Record extracts.
##############################

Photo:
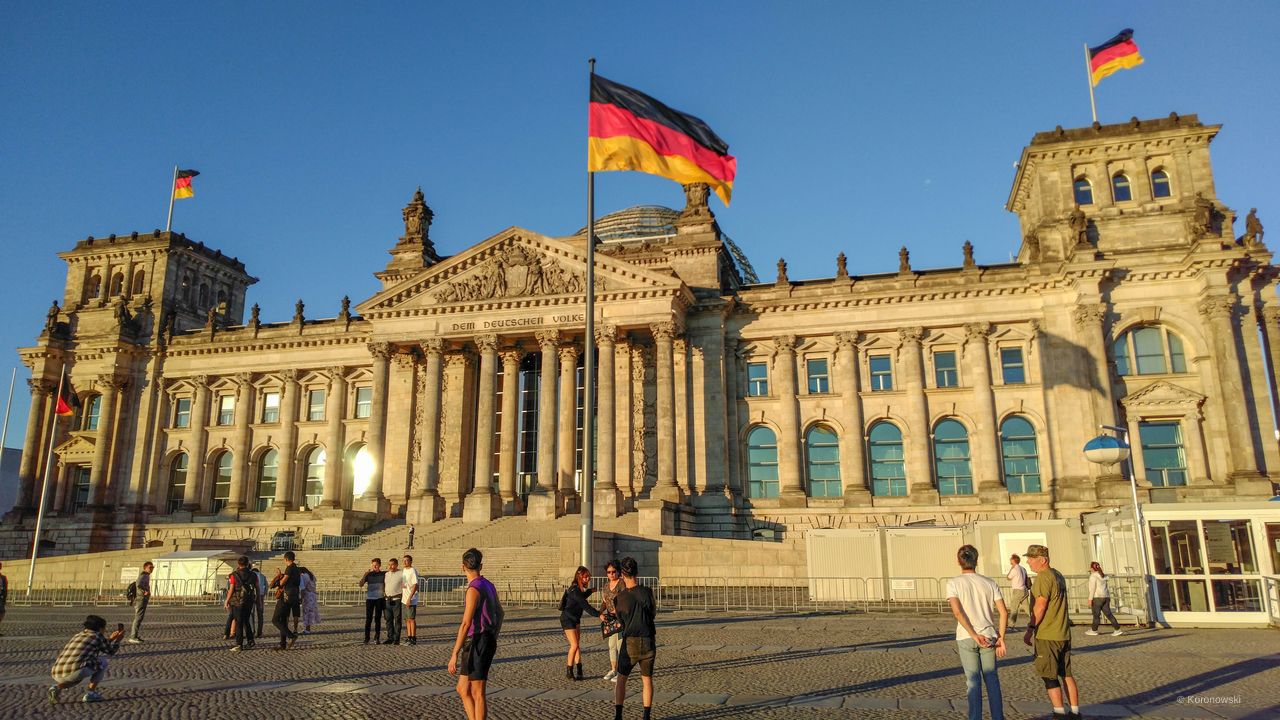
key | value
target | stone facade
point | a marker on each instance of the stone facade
(726, 408)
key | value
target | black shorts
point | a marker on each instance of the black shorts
(636, 652)
(476, 656)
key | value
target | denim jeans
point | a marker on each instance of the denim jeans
(979, 666)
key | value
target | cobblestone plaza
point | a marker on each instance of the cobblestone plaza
(777, 666)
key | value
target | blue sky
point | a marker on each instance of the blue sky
(858, 127)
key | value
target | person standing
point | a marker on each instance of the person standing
(241, 600)
(1018, 589)
(979, 637)
(393, 587)
(141, 601)
(375, 601)
(410, 598)
(82, 657)
(287, 583)
(1100, 600)
(636, 610)
(1050, 633)
(478, 637)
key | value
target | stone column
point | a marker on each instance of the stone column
(666, 487)
(286, 472)
(790, 461)
(919, 469)
(1219, 314)
(330, 496)
(853, 456)
(510, 432)
(608, 497)
(241, 447)
(191, 500)
(542, 497)
(986, 461)
(567, 441)
(373, 500)
(481, 505)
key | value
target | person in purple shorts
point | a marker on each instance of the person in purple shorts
(478, 637)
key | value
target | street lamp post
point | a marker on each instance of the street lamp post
(1107, 450)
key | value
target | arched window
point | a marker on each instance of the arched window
(822, 461)
(1019, 455)
(885, 450)
(222, 482)
(1120, 190)
(177, 483)
(951, 459)
(268, 469)
(762, 463)
(1083, 191)
(1148, 351)
(1160, 185)
(315, 477)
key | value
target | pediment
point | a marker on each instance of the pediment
(1162, 393)
(521, 268)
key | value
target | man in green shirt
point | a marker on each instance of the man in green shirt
(1051, 633)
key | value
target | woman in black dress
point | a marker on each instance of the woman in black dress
(572, 606)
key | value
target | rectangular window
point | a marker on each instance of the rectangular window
(315, 405)
(1011, 365)
(818, 378)
(272, 408)
(225, 409)
(757, 379)
(882, 372)
(182, 413)
(945, 369)
(1162, 454)
(364, 402)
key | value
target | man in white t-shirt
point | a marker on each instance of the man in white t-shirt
(410, 600)
(979, 637)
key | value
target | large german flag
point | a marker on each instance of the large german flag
(1116, 54)
(631, 131)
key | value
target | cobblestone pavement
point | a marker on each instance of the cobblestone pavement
(709, 668)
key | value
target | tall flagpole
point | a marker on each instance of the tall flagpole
(44, 486)
(1088, 74)
(589, 367)
(168, 224)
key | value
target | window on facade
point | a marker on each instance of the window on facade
(1148, 351)
(1083, 192)
(882, 372)
(222, 482)
(1120, 191)
(822, 461)
(818, 378)
(1011, 369)
(225, 409)
(762, 463)
(92, 411)
(315, 405)
(182, 413)
(315, 477)
(951, 459)
(1160, 185)
(177, 483)
(270, 408)
(268, 472)
(885, 450)
(757, 379)
(945, 373)
(1162, 454)
(1019, 455)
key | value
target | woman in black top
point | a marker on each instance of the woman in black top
(572, 606)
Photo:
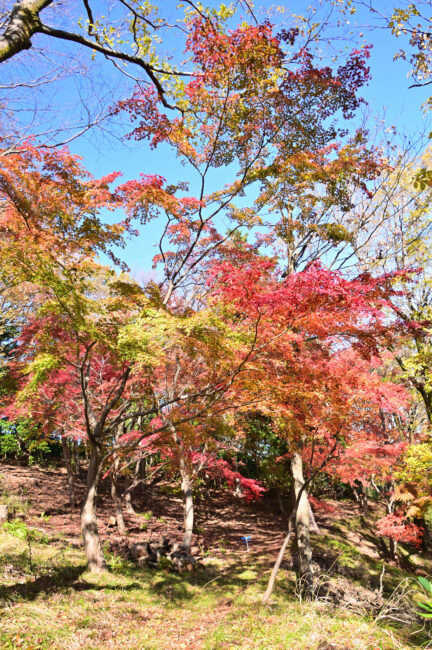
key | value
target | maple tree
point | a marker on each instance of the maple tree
(175, 367)
(311, 370)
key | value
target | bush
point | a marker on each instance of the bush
(22, 441)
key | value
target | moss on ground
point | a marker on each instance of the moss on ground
(59, 605)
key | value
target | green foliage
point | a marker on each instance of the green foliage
(426, 606)
(22, 441)
(19, 529)
(259, 452)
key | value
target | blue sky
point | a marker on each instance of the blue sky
(388, 95)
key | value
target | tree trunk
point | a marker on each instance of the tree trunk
(128, 504)
(128, 496)
(277, 564)
(117, 506)
(89, 527)
(188, 510)
(70, 479)
(77, 460)
(393, 549)
(305, 571)
(280, 502)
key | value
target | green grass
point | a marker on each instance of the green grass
(60, 605)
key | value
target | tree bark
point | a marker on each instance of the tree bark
(24, 22)
(117, 507)
(70, 479)
(305, 571)
(89, 528)
(188, 510)
(277, 564)
(128, 496)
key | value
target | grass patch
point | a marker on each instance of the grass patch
(62, 606)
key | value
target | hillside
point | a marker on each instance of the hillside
(48, 600)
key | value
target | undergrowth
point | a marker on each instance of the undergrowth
(60, 605)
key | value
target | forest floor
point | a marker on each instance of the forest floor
(48, 600)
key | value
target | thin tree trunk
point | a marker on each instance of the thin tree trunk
(128, 496)
(277, 564)
(305, 571)
(89, 527)
(128, 504)
(393, 549)
(77, 459)
(69, 473)
(188, 510)
(312, 521)
(117, 507)
(117, 499)
(280, 502)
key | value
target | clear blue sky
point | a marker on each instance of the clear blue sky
(388, 92)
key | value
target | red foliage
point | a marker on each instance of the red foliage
(399, 529)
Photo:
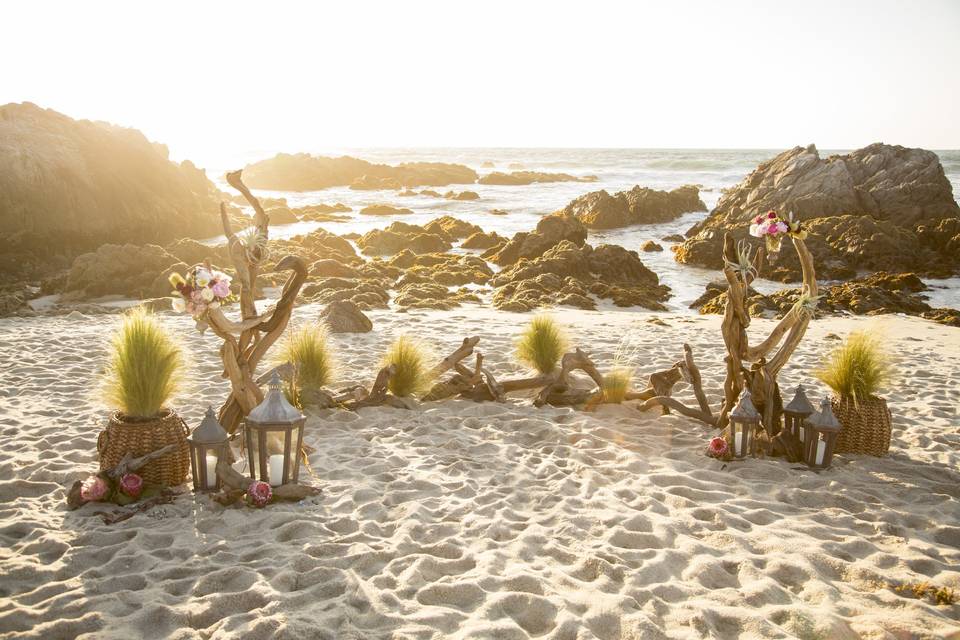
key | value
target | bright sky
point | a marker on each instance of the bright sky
(211, 77)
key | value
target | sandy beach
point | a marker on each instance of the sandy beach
(465, 520)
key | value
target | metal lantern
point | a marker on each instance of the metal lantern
(822, 431)
(744, 422)
(208, 443)
(273, 433)
(796, 411)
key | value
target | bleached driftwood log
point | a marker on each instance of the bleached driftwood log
(740, 270)
(247, 341)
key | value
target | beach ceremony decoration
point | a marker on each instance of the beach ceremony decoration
(856, 371)
(144, 371)
(822, 431)
(742, 430)
(247, 341)
(752, 367)
(273, 437)
(209, 442)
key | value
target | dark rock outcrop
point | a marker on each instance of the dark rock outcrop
(600, 210)
(550, 231)
(567, 273)
(303, 172)
(67, 186)
(518, 178)
(881, 206)
(344, 316)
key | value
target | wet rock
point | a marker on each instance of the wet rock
(303, 172)
(451, 228)
(517, 178)
(344, 316)
(481, 240)
(384, 210)
(600, 210)
(550, 231)
(881, 206)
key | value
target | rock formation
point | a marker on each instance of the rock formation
(303, 172)
(881, 206)
(68, 186)
(600, 210)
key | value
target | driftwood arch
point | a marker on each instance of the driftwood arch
(246, 342)
(741, 267)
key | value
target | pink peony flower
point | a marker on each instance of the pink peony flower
(259, 493)
(221, 288)
(717, 447)
(131, 484)
(94, 488)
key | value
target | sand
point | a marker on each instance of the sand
(464, 520)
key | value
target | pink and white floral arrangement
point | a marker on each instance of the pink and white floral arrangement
(202, 289)
(772, 228)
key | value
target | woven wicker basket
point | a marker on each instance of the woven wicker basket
(866, 425)
(138, 437)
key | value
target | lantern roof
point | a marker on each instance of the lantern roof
(275, 409)
(824, 420)
(800, 403)
(745, 409)
(209, 431)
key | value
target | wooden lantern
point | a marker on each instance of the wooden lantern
(822, 431)
(796, 412)
(744, 422)
(208, 443)
(273, 433)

##############################

How to complete this task.
Beginning with the line that contains "point | a marker on each instance of the forest", write out the lines of the material above exactly, and end with the line that contains "target | bleached driftwood log". Omit the pictures.

Your solution.
point | a marker on each instance of the forest floor
(48, 600)
key | value
target | thin tree trunk
point | a marker on each instance of the thin tree trunk
(128, 496)
(277, 564)
(305, 571)
(89, 527)
(128, 504)
(393, 549)
(77, 459)
(69, 473)
(188, 510)
(312, 521)
(117, 507)
(117, 499)
(280, 502)
key | value
target | clear blue sky
point | a marker on each instance of the clear blue sky
(388, 92)
key | value
target | red foliage
point | a marker on each instance of the red foliage
(399, 529)
Photo:
key | value
target | bright sky
point | a marker on each instance of the bright sky
(211, 77)
key | value
target | sandy beach
point | a marker on each instance of the sandy beach
(465, 520)
key | value
target | metal lantern
point | a marker on each instance of the metal lantern
(822, 431)
(744, 422)
(208, 443)
(273, 433)
(796, 411)
key | value
target | bleached driftwood log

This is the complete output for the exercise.